Task prompt » Turn the listing, starting with the line that contains "Could you please spot the maroon" and going on through its last line, into a Markdown table with the columns Row and Listing line. Number each row and leave out blank lines.

Records supplied »
** START **
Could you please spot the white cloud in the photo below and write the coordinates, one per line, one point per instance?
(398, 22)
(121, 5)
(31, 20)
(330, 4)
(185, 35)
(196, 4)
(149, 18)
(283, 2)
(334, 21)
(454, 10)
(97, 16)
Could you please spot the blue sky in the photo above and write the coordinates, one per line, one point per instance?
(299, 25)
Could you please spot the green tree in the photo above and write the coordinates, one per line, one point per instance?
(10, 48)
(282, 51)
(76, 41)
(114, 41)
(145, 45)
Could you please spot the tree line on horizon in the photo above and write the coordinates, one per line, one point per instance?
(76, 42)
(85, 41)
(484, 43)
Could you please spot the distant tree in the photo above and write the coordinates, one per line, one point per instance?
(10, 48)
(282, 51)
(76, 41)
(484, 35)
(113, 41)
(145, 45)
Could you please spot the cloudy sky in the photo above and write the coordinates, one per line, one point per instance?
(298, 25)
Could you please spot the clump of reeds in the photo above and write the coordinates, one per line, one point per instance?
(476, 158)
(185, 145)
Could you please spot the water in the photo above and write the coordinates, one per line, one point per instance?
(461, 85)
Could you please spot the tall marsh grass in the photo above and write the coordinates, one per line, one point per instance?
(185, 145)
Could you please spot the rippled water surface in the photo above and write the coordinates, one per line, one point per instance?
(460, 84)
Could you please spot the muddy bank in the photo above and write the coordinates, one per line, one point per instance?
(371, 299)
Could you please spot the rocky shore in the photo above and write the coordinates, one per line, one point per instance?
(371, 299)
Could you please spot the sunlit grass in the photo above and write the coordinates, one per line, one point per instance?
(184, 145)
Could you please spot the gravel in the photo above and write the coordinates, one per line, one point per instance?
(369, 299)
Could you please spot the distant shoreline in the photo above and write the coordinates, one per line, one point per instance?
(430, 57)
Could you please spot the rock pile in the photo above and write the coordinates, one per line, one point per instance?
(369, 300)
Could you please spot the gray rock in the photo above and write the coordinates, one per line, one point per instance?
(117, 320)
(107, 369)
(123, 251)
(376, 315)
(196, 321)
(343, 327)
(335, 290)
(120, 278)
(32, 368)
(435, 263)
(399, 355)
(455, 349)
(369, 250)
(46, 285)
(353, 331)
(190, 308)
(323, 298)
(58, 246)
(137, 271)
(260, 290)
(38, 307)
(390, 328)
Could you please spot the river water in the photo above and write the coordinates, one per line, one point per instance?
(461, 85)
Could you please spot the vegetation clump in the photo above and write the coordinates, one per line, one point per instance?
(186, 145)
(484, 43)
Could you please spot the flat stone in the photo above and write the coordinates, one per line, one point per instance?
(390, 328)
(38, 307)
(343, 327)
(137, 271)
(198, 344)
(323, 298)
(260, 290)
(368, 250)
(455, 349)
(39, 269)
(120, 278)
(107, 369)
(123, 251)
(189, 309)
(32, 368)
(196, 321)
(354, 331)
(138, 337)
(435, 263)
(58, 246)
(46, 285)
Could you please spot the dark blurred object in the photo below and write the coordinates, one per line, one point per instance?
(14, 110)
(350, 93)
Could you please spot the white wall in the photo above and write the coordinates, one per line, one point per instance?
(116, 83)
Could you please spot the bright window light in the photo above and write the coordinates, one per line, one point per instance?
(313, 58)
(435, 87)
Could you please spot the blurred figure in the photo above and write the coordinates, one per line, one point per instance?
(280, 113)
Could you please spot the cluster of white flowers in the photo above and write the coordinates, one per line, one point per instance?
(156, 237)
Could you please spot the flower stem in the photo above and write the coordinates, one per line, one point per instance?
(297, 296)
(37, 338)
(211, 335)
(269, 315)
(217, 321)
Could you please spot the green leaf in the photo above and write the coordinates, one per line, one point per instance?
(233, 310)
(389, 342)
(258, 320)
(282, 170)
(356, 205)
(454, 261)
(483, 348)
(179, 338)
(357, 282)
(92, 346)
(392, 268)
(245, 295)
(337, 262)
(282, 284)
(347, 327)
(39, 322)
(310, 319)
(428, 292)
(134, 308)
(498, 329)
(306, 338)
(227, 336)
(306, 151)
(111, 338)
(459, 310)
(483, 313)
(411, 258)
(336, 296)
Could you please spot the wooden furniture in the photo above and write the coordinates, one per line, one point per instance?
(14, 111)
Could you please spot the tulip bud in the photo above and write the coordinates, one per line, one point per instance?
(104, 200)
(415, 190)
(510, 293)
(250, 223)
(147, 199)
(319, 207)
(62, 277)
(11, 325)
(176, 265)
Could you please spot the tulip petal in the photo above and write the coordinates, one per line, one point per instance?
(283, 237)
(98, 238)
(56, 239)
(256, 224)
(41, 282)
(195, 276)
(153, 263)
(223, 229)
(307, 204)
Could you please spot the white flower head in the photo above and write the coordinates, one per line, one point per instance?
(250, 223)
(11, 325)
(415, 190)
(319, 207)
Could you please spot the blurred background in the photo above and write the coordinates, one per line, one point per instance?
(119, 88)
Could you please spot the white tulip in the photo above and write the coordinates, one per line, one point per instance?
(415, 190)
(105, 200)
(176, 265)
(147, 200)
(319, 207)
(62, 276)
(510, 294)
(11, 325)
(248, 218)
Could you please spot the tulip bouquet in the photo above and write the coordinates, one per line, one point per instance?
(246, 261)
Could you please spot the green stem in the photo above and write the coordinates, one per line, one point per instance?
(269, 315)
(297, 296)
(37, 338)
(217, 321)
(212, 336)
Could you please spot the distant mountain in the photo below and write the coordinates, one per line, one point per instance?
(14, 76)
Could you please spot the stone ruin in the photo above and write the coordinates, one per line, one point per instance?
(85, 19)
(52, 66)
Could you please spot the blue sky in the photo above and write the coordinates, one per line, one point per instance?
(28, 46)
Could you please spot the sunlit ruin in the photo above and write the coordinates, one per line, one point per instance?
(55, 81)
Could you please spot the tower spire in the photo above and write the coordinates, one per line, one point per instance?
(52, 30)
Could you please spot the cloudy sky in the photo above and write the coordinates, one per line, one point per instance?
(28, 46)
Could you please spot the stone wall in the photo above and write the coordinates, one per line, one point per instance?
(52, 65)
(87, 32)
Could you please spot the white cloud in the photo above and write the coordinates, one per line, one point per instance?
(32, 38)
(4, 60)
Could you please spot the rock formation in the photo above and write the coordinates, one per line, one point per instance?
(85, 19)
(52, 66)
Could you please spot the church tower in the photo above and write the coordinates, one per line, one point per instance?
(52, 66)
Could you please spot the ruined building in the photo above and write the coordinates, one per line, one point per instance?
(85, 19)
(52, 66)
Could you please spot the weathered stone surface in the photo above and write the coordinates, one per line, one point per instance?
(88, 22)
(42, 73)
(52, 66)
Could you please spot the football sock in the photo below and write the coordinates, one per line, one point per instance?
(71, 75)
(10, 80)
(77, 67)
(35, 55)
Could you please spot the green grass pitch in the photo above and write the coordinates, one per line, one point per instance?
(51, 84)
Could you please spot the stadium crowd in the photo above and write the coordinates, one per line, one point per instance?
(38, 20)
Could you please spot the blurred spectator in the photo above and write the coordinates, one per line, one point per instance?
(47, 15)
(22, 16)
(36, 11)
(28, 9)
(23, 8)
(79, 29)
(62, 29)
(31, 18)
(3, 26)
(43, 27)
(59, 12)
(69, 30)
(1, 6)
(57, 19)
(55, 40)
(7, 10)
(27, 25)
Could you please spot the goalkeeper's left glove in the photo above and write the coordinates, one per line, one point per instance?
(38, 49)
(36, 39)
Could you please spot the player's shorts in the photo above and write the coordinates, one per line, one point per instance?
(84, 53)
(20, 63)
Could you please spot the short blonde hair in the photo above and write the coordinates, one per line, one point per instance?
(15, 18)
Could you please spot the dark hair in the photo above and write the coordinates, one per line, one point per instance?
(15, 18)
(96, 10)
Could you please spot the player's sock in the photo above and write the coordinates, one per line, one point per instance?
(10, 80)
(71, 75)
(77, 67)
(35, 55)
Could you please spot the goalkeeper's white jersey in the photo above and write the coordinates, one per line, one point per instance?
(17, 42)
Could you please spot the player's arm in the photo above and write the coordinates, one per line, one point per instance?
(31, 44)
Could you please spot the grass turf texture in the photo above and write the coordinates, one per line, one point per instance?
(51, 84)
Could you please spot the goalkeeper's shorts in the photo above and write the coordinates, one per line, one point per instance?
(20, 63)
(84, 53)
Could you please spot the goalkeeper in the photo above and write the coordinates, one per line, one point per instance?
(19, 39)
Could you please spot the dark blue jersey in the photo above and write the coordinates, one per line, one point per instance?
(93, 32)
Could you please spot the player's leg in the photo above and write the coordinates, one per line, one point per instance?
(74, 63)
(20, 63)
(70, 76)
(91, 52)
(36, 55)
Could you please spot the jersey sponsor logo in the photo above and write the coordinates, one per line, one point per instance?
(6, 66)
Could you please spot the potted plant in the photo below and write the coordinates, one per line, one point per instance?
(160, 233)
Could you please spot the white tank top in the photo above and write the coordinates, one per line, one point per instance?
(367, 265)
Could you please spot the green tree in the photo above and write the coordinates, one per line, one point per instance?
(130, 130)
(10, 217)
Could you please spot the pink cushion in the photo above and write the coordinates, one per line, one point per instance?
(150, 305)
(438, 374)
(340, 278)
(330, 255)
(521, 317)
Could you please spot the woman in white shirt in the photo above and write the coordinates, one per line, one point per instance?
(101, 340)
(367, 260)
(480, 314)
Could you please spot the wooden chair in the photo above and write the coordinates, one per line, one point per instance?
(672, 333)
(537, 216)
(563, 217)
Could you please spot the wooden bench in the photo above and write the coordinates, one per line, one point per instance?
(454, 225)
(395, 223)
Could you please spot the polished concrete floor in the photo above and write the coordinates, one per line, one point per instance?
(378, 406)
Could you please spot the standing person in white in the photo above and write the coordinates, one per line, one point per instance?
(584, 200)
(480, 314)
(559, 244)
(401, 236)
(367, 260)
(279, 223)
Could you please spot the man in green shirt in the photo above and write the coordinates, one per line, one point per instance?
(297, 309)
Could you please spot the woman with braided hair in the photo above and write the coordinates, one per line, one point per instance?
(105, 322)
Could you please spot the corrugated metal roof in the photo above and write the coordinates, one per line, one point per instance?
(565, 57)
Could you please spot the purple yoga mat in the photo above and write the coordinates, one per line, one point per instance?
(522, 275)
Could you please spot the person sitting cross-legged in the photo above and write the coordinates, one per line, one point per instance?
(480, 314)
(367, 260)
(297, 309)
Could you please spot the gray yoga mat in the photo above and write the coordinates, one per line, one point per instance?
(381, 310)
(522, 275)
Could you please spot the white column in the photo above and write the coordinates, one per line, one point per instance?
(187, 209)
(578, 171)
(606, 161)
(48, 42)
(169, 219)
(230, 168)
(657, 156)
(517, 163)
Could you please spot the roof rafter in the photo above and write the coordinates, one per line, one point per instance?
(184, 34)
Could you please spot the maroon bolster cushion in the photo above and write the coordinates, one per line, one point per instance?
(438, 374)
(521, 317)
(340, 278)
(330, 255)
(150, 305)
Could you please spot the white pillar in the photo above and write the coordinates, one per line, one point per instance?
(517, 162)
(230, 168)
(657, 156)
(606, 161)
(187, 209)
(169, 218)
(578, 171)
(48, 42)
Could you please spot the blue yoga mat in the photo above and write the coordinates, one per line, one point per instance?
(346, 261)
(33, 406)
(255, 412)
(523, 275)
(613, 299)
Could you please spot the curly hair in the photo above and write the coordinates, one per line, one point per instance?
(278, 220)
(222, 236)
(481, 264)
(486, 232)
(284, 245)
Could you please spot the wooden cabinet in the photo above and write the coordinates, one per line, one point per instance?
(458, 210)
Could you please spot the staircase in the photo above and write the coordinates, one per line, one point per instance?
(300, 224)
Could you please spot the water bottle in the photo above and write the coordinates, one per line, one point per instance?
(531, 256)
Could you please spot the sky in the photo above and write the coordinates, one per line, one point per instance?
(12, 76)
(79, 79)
** END **
Full output »
| Row | Listing line |
|---|---|
| 1 | Could you please spot the maroon bolster cushion in the photo above and write the coordinates, one per line, one point per instance? |
| 2 | (438, 374) |
| 3 | (521, 317) |
| 4 | (340, 278) |
| 5 | (330, 255) |
| 6 | (150, 305) |
| 7 | Could you please spot the white pillar in the photo above and write the coordinates, one per line, one point per instance? |
| 8 | (517, 162) |
| 9 | (230, 168) |
| 10 | (657, 156) |
| 11 | (606, 161) |
| 12 | (187, 209) |
| 13 | (169, 218) |
| 14 | (578, 171) |
| 15 | (48, 42) |
| 16 | Could you please spot the blue yoga mat in the photo above and write the coordinates, one per line, one point per instance? |
| 17 | (346, 261) |
| 18 | (33, 406) |
| 19 | (255, 412) |
| 20 | (523, 275) |
| 21 | (613, 299) |
| 22 | Could you please spot the curly hair in the photo above and write the coordinates, one per line, one point per instance? |
| 23 | (278, 220) |
| 24 | (222, 236) |
| 25 | (481, 264) |
| 26 | (486, 232) |
| 27 | (284, 245) |
| 28 | Could you please spot the wooden cabinet in the photo above and write the coordinates, one per line, one point per instance? |
| 29 | (458, 210) |
| 30 | Could you please spot the staircase in the photo above and write the coordinates, one per line, one point per instance? |
| 31 | (300, 224) |
| 32 | Could you please spot the water bottle in the photo above and write the coordinates, one per line, one point per instance? |
| 33 | (531, 256) |
| 34 | Could you please spot the sky in the photo above and write the coordinates, one per line, one point per instance? |
| 35 | (12, 76) |
| 36 | (79, 79) |